> **DESCRIPTION OF THE TASK**: Using the records that appear below, write out exactly the lines from the one with "positive clicks: (427, 280)" through the one with "positive clicks: (575, 205)", keeping both end lines.

[Saved entries]
--------------------------------

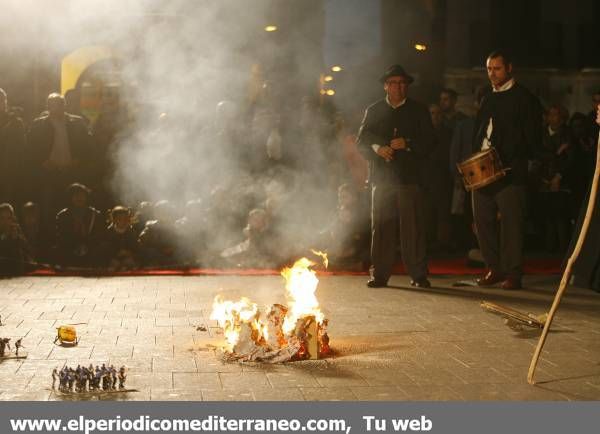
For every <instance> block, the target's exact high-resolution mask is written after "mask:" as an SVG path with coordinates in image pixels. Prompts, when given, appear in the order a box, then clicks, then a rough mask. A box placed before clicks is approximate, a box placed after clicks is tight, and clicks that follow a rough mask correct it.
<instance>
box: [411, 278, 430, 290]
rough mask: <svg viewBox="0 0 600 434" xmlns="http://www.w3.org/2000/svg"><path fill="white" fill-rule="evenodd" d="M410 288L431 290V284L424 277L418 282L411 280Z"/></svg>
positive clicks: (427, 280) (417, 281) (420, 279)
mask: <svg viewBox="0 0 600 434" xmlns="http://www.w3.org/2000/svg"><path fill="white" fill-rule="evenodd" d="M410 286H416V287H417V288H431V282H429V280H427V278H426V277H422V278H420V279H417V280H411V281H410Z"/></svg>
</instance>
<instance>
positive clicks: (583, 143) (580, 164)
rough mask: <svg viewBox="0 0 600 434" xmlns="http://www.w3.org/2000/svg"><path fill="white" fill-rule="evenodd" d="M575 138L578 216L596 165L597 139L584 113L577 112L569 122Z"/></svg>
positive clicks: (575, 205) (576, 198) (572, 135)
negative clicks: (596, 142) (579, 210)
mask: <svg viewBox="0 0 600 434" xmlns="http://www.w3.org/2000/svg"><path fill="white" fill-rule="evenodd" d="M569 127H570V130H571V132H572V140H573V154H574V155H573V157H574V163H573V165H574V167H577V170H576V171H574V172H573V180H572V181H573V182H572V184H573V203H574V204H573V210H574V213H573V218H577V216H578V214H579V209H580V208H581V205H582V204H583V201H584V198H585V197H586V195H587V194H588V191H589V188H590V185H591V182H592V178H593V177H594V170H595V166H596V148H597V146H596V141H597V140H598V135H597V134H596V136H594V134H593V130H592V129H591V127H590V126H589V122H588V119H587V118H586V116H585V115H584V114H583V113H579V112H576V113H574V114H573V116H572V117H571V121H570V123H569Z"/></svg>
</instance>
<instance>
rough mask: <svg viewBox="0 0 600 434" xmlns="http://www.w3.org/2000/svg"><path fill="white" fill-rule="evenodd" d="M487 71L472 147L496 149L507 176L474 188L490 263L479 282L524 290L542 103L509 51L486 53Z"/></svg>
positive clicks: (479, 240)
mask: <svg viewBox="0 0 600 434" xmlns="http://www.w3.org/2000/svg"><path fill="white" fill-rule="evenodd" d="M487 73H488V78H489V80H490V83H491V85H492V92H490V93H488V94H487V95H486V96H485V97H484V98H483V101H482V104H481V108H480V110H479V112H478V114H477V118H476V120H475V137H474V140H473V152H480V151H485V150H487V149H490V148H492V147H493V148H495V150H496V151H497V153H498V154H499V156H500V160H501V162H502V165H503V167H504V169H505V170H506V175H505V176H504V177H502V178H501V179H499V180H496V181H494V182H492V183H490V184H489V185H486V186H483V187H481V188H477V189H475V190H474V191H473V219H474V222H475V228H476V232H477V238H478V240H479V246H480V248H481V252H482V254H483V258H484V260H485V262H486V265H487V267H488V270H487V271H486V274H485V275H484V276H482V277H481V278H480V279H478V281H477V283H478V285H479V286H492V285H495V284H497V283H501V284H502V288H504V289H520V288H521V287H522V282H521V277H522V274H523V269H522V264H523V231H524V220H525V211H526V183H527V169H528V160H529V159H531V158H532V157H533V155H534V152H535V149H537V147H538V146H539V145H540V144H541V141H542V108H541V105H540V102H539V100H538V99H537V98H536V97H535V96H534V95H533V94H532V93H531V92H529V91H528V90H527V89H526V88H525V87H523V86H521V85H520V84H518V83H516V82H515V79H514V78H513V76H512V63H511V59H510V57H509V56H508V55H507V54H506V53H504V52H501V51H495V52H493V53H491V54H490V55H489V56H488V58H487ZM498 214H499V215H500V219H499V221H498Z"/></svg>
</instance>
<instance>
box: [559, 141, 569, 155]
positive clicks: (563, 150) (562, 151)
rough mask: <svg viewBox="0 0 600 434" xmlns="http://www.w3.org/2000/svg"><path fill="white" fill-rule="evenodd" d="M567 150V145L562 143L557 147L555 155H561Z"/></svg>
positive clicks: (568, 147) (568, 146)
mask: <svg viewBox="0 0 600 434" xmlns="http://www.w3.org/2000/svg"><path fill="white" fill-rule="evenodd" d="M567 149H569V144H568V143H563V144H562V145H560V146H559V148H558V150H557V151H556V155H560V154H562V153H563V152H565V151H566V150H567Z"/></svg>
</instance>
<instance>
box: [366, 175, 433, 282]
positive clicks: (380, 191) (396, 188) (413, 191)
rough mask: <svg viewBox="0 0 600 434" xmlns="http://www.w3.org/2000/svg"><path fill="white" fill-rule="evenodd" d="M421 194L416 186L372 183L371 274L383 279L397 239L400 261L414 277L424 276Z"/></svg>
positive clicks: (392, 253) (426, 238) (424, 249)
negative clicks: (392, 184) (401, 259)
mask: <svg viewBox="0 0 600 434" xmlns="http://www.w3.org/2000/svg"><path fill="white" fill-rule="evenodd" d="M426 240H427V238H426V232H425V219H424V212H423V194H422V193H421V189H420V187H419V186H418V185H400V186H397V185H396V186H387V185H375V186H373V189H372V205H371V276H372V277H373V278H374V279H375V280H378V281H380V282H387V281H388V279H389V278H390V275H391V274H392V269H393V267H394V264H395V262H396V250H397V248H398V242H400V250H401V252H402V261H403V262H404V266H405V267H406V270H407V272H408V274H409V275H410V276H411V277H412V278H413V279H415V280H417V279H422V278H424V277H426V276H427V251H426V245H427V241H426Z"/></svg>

--------------------------------

> **YOUR SOLUTION**:
positive clicks: (427, 280) (417, 281) (420, 279)
mask: <svg viewBox="0 0 600 434" xmlns="http://www.w3.org/2000/svg"><path fill="white" fill-rule="evenodd" d="M410 286H416V287H417V288H431V282H429V280H427V278H426V277H422V278H420V279H417V280H411V281H410Z"/></svg>
</instance>
<instance>
positive clicks: (583, 143) (580, 164)
rough mask: <svg viewBox="0 0 600 434" xmlns="http://www.w3.org/2000/svg"><path fill="white" fill-rule="evenodd" d="M575 138L578 216L596 165L597 139L584 113L577 112L569 122Z"/></svg>
positive clicks: (575, 205) (576, 198) (572, 135)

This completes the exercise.